EXCERPT:
************

Businesses offering bundled products and services will notice a stark difference. For example, a medtech company selling enterprise-grade diagnostic equipment with maintenance contracts, or an IT software firm providing licences with ongoing development support, must now value each element separately and recognise it over its performance period.

For pre-revenue or early-revenue companies, the ripple effects may be less intense off the bat. Nevertheless, any company delivering complex contracts or phased deliveries must prepare for material changes in their accounting statements.

Lease Accounting Balance Sheet Differences

The changes also introduce alterations to lease treatment. Traditionally, businesses would classify leases as operating leases (renting an asset) or finance leases (recognising an asset and liability). This is no longer the case.

From 2026, companies are now required to recognise a right-of-use asset and a corresponding lease liability. This includes office space, laboratory equipment, vehicles, and IT infrastructure. Only short-term leases (under 12 months) and low-value items remain exempt.

For a local Cambridge business leasing premises at a city centre location, this could mean capitalising substantial lease commitments onto the balance sheet. Instead of a rental charge hitting your profit and loss each accounting period, it will be replaced by depreciation on the right-of-use asset and an interest charge on the lease liability.

Why Do the FRS 102 Changes Matter for Funding?

Should prospective investors or lenders review your financial statements, they’ll be looking at several key metrics, including:

  • Debt-to-equity ratios
  • Return on assets
  • Working capital. 

The FRS 102 changes will affect all of these metrics.

Adding lease liabilities to your balance sheet will push your total liabilities higher, thereby potentially exacerbating your debt-to-equity ratios. For companies with incumbent loan repayment arrangements, this could trigger an impromptu covenant review. Investors conducting due diligence will likely see a different profile compared to what was showing under the old criteria.

Revenue recognition changes may also shift when your accounts receive income, and by extension, reported growth rates may be affected. This is why it’s important to ensure alignment between management projections and statutory accounting.

************

EXERCISE 1:
In the FRS 102 excerpt, which leases remain exempt from being recognized as a right-of-use asset and lease liability?
EXERCISE 2:
List every kind of leased item that the FRS 102 excerpt says is covered by the new right-of-use requirement.
EXERCISE 3:
Please proceed with the FRS 102 excerpt from where it stops.

INFORMATION SUPPLIED:

************

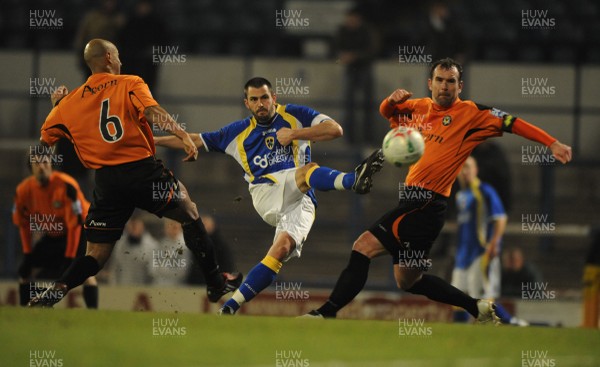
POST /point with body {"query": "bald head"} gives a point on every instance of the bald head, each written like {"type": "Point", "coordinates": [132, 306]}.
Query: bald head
{"type": "Point", "coordinates": [102, 56]}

************

EXERCISE ANSWER 1:
Short-term leases (under 12 months) and low-value items.

EXERCISE ANSWER 2:
Office space, laboratory equipment, vehicles, and IT infrastructure.

EXERCISE ANSWER 3:
The Importance of Proactive Planning 

There's still time to prepare for these changes. Begin by reviewing your existing lease portfolio and customer contracts to evaluate the scale of potential changes, and if your lease and revenue arrangements are particularly complex, it’s recommended to adopt the new system early to give you ample time to get accustomed to the criteria and reporting requirements.

Finance teams should model the impact on key performance indicators and communicate potential changes to existing investors and lenders, both for maximum transparency and to avoid ambiguity. For companies actively fundraising, these traits in accounting will demonstrate financial maturity and good etiquette, reducing the risk of awkward conversations down the line.

Fundamentally, however, this isn’t explicitly an issue reserved for the finance department. While they may make the specific accounting changes, the implications reach across the organisation. Sales teams will need to understand deal structure changes when negotiating contracts, while property managers will need to begin flagging lease renewals to finance experts. Executives must factor any accounting adjustments into their material when presenting to investors every quarter.

For Cambridge companies balancing innovation with commercial growth, these changes demand attention. Leaving them until an auditor raises questions later this year may prove to be a big stumbling block, as accounting software provider FinQuery rightly highlights through similar transition experiences. Such delays can be unnecessarily disruptive during your search for funding and investment. With proactive professional guidance, however, an otherwise difficult transition becomes a streamlined process that remains clean, credible and ready for the high-stakes world of further funding.